§ **EXERCISE INSTRUCTIONS**
Copy out each of the rows below word for word, and leave out the pictures.

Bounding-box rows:

☆ ☆ ☆ ☆

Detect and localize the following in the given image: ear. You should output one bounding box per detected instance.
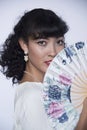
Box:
[19,39,28,52]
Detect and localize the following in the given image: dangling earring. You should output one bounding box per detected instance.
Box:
[24,51,28,62]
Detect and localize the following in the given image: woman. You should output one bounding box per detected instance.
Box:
[0,8,87,130]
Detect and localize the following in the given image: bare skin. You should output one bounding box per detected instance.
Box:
[75,98,87,130]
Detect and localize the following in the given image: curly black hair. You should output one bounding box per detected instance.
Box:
[0,8,68,84]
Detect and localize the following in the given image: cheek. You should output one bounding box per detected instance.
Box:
[56,46,64,53]
[29,48,44,61]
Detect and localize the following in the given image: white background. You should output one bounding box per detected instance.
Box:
[0,0,87,130]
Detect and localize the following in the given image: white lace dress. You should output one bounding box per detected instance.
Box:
[13,82,53,130]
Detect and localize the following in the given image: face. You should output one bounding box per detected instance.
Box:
[27,37,64,74]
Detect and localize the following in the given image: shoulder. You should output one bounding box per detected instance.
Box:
[14,82,42,105]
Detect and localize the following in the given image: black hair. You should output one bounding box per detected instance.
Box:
[0,8,68,84]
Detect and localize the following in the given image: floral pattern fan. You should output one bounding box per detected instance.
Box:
[43,42,87,130]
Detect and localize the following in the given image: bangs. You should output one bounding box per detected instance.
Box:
[30,22,68,39]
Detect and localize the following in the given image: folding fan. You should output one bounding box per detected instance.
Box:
[43,42,87,130]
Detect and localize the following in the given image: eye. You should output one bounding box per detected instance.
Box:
[37,40,46,46]
[57,40,65,46]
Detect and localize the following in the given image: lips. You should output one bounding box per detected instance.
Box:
[45,60,52,66]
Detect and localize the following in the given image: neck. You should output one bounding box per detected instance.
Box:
[24,71,43,82]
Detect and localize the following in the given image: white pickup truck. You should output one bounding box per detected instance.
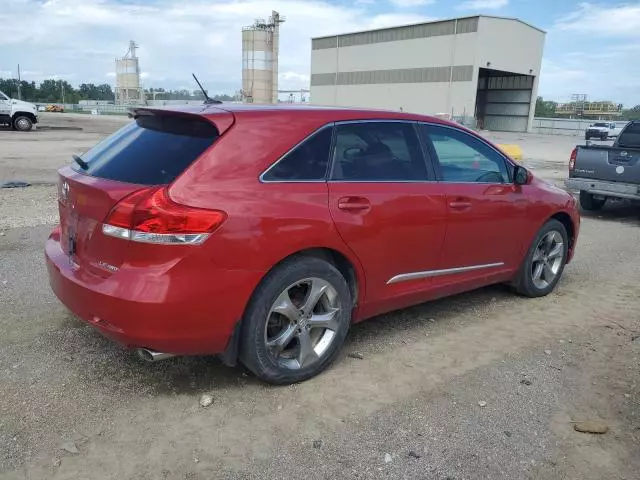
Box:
[0,92,38,132]
[584,122,623,140]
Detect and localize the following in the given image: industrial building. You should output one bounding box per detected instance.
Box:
[241,11,285,103]
[115,40,145,105]
[311,15,545,132]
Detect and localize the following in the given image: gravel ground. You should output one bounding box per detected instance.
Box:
[0,114,640,480]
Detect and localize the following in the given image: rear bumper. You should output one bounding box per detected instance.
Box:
[45,231,263,355]
[564,178,640,200]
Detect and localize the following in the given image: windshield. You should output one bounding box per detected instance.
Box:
[618,122,640,148]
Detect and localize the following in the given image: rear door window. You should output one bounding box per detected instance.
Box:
[618,122,640,148]
[331,121,428,182]
[74,114,218,185]
[421,125,510,183]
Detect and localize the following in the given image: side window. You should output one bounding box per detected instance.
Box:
[421,125,510,183]
[262,127,333,182]
[331,122,428,182]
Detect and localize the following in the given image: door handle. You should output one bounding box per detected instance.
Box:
[449,198,471,210]
[338,197,371,212]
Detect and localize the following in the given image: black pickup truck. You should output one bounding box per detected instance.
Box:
[564,120,640,210]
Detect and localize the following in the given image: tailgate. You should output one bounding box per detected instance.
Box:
[571,146,640,184]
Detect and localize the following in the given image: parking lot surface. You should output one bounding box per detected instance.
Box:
[0,114,640,480]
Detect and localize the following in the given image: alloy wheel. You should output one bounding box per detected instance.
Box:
[264,277,341,370]
[531,230,564,290]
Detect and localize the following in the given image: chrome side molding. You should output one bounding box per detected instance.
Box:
[387,262,504,285]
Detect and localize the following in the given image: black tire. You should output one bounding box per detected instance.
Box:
[513,219,569,298]
[13,115,33,132]
[580,190,607,212]
[240,256,353,385]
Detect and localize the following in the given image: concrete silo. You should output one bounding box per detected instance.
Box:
[242,11,284,103]
[116,40,145,105]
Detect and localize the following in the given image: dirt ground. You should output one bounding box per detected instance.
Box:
[0,114,640,480]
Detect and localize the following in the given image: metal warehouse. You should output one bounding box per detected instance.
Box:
[311,15,545,132]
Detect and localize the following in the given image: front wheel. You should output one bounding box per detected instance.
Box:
[514,220,569,298]
[240,256,352,384]
[580,190,607,211]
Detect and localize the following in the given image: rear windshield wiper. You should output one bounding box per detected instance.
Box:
[71,155,89,170]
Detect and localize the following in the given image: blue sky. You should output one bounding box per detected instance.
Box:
[0,0,640,106]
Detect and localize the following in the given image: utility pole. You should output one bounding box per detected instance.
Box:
[18,64,22,100]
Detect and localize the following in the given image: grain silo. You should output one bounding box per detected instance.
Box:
[116,40,145,105]
[242,11,284,103]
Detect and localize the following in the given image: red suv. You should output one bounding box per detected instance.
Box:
[46,105,580,383]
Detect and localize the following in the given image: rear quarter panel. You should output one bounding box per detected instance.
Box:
[169,112,365,312]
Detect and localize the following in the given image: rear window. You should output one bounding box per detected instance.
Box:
[74,114,218,185]
[618,123,640,148]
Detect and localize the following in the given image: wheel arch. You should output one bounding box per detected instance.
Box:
[547,212,576,252]
[220,247,365,367]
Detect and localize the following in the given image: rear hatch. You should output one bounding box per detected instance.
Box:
[59,110,229,276]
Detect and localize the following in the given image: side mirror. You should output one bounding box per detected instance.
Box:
[513,165,529,185]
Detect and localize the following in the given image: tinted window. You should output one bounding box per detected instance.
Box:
[262,127,333,182]
[331,122,427,182]
[74,115,218,185]
[618,122,640,148]
[422,125,509,183]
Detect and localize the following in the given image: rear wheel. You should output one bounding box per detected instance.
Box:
[13,115,33,132]
[240,257,352,384]
[514,220,569,297]
[580,191,607,211]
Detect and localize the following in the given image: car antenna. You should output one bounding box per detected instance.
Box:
[191,73,222,105]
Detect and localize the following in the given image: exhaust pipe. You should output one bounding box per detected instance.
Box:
[136,348,175,362]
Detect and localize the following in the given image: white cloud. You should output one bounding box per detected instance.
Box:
[389,0,434,8]
[456,0,509,11]
[555,3,640,37]
[0,0,427,93]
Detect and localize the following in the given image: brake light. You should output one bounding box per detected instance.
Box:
[102,187,227,244]
[569,147,578,172]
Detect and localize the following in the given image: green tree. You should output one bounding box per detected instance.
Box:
[535,97,558,118]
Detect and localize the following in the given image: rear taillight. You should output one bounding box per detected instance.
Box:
[569,147,578,172]
[102,187,227,244]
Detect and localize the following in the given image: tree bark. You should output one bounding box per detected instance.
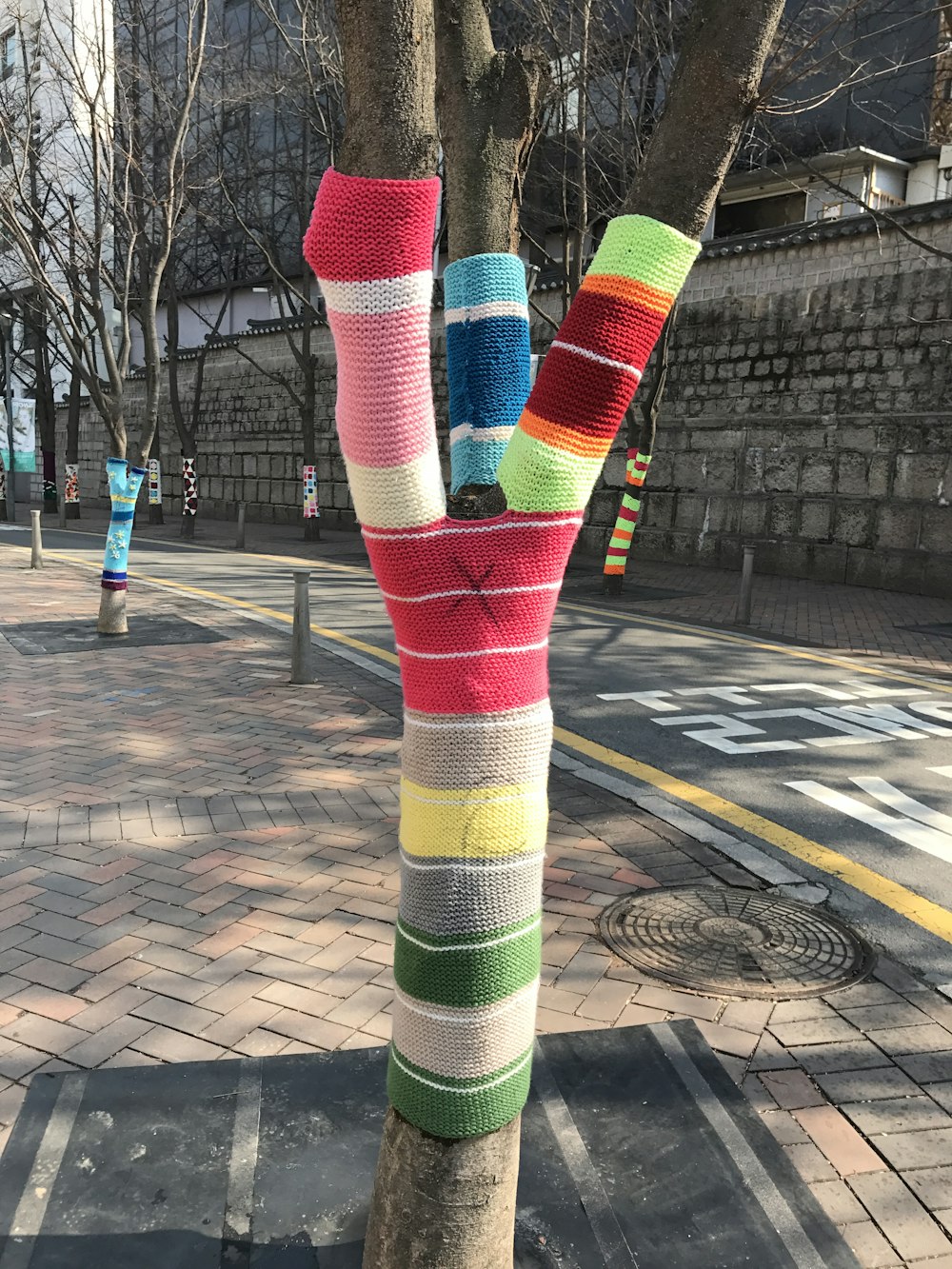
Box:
[435,0,547,260]
[625,0,783,239]
[363,1108,521,1269]
[338,0,437,180]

☆ ☆ ☆ ☆

§ **SOLVED PROBLEM**
Detect and localize the following in the given image: ear. You should output one bounding box per detected instance.
Box:
[19,39,28,52]
Detect and localize the following in the given image: dangling earring. You should output one bounding box per detected instance.
Box:
[24,51,28,62]
Detect and localize the following in the given image: woman. You should output one bounding box per detected instance.
Box:
[0,8,87,130]
Detect and localize the following in the given image: bare skin. You should output one bounding box per detected instance.
Box:
[75,98,87,130]
Detect and localize the following in the given image: curly black hair. You should output one bounding box per detected instance.
Box:
[0,8,68,84]
Detect and localize the following in the given image: cheek. You should output one bounding box per detected instance.
Box:
[56,46,64,53]
[29,48,44,61]
Detect and localize the following in the given image: white background. You should output one bounding box per detected instance.
Box:
[0,0,87,130]
Detect and localize the following in the given image: white lace dress. You should output one bounding box per detected instance.
Box:
[13,82,53,130]
Detect and localize the following in the given image: face. You should output one bounding box per detected instance.
Box:
[27,37,64,74]
Detect and localize the following in the given image: shoulder. You should output one bounding box per detected instance.
Box:
[14,82,42,105]
Detect and localize the following in the given image: black hair. You should output one bounding box per detected instance.
Box:
[0,8,68,84]
Detect and localize the following in the given image: floral pattern fan. You should output one bounding box per detected instance.
Box:
[43,42,87,130]
Detect and localize the following in the given image: bangs. You should output one bounding box per detected instance.
Box:
[30,22,68,39]
Detect and localize the following in the given image: folding fan. You should output one bounding box per detected instance.
Box:
[43,42,87,130]
Detect and localize the following in the given image: eye. You should output one bounding box per detected instance.
Box:
[37,40,46,46]
[57,40,65,46]
Detect and localize the following in the given image: lips. You should output one bounding box per detected instance.
Box:
[45,60,52,66]
Detect and localize the following in the given image: neck. You should output one bounding box per detected instance.
Box:
[24,71,43,82]
Detect and localize the following in the given image: white pickup truck. You should output one bounding box per detected instance.
Box:
[0,92,38,132]
[584,122,623,140]
Detect and localize the following in the given image: industrial building. You should output one bounding box per detected instance.
Box:
[241,11,285,103]
[115,40,145,105]
[311,15,545,132]
Detect and localize the following in the given image: gravel ground. You should output one bounding box per detected instance.
Box:
[0,114,640,480]
Detect and localize the following in the given image: rear bumper. You should output one bounding box per detected instance.
Box:
[45,231,263,355]
[564,178,640,200]
Detect and localize the following in the given image: windshield. You should output one bounding box per detected instance.
Box:
[618,122,640,148]
Detect and localize the following in the given image: rear door window. You should output one bounding box per detected instance.
Box:
[618,122,640,148]
[331,121,428,182]
[74,114,218,185]
[421,125,510,183]
Detect and localize the following in the given image: side window. You should output one bounding box per detected instance.
Box:
[421,125,510,183]
[262,127,333,182]
[331,122,428,182]
Detect and localize the following in the given image: door handle. You should output one bounding box per detected instance.
Box:
[449,198,471,210]
[338,197,371,212]
Detect and localize the following in the given image: black pickup truck. You should output one bounding box per detected instance.
Box:
[564,120,640,210]
Detect and localize the following in the given image: tailgate. You should output one bounding box per detected instance.
Box:
[571,146,640,184]
Detect and localize the following in the given image: parking lot surface. You should output one bounding box per detected instance.
Box:
[0,114,640,480]
Detect and localize the following in the given image: alloy wheel. You should output one bounding box per detected instance.
Box:
[264,277,341,370]
[531,230,564,290]
Detect and localize the following in the given image: chrome side molding. You should output one bounding box per detected instance.
Box:
[387,262,504,285]
Detect and localize the following in the given image: black tire. You should output one bounding box per detected instance.
Box:
[513,219,569,298]
[13,115,33,132]
[580,190,607,212]
[240,256,353,385]
Detect and localize the following in the given image: concrete silo. You should output one bounding box per detected instance.
Box:
[242,11,284,103]
[116,40,145,105]
Detect and localize the following in the given image: dirt ground. You should output one bounding box per detected instance.
Box:
[0,114,640,480]
Detect and localize the following in the given image: metal warehouse. You should output one bounding box per detected instance.
Box:
[311,15,545,132]
Detect and localize the following in the given image: front wheel. You should output one bounding box per detected instance.
Box:
[514,220,569,298]
[240,256,352,384]
[580,190,607,211]
Detect and localize the following in the given image: rear windshield wiper. You should output one bounding box per detected instance.
Box:
[71,155,89,170]
Detect and localize the following in the given image: blue sky. You should output one bounding box per detected instance.
Box:
[0,0,640,106]
Detect and localize the following in the given image: utility pole. You should output one bounding box per detected instance.
Box:
[18,64,22,100]
Detect and localize the following in the given image: grain silo. You should output one bounding box per detected instance.
Box:
[116,40,145,105]
[242,11,284,103]
Detect and localize the following in the given image: red suv. You should output one bounding box per detected instance.
Box:
[46,105,580,383]
Detect and localize the following in the given image: rear quarter panel. You should output one bounding box per detected instance.
Box:
[169,112,365,312]
Detect and localize the following in the given image: rear window. You should output one bounding box per detected instance.
Box:
[74,114,218,185]
[618,123,640,148]
Detect and localize the following in the given image: wheel arch. You should output one bounding box per detected instance.
Box:
[547,212,576,252]
[220,247,365,367]
Detect and localize the following in the given image: rear hatch. You should output one bounding box per detected instance.
Box:
[59,110,229,276]
Detect and localize the following in the given image: side mirror. You should output one bounding box per detected instance.
Box:
[513,165,529,185]
Detect and localize the following in the given image: tinted window. You should output one bounding box per detected instance.
Box:
[262,127,333,182]
[331,122,427,182]
[74,115,218,185]
[618,122,640,148]
[422,125,509,183]
Detect and localize the following in the given image: rear wheel. You should output one bounding box per detected instance.
Box:
[13,115,33,132]
[240,257,352,384]
[514,220,569,297]
[580,191,607,211]
Detect and localize the following in the given image: car antenna. You should output one bounding box per detected instance.
Box:
[191,73,222,105]
Detect and localize the following in the given image: exhaust pipe. You should output one bounding box per detected instance.
Box:
[136,348,175,362]
Detect and localize the following in the given image: white cloud. You should output one bounding box per detected instance.
Box:
[389,0,434,8]
[456,0,509,11]
[555,3,640,37]
[0,0,427,93]
Detect and localize the following in the given image: brake light. You should output one bounding box per detected instance.
Box:
[102,187,227,244]
[569,147,578,172]
Detect and localize the following in the given image: green tree. You should output one bounding box per detected instance.
Box:
[535,97,558,118]
Detect and localize the following in the given image: rear taillight. You should output one bounding box per detected instance.
Box:
[569,147,578,172]
[102,187,227,244]
Detect and localize the following in the given image: tree bark. You should output one bounding box per detected instance.
Box:
[435,0,547,260]
[625,0,783,239]
[363,1108,521,1269]
[338,0,437,180]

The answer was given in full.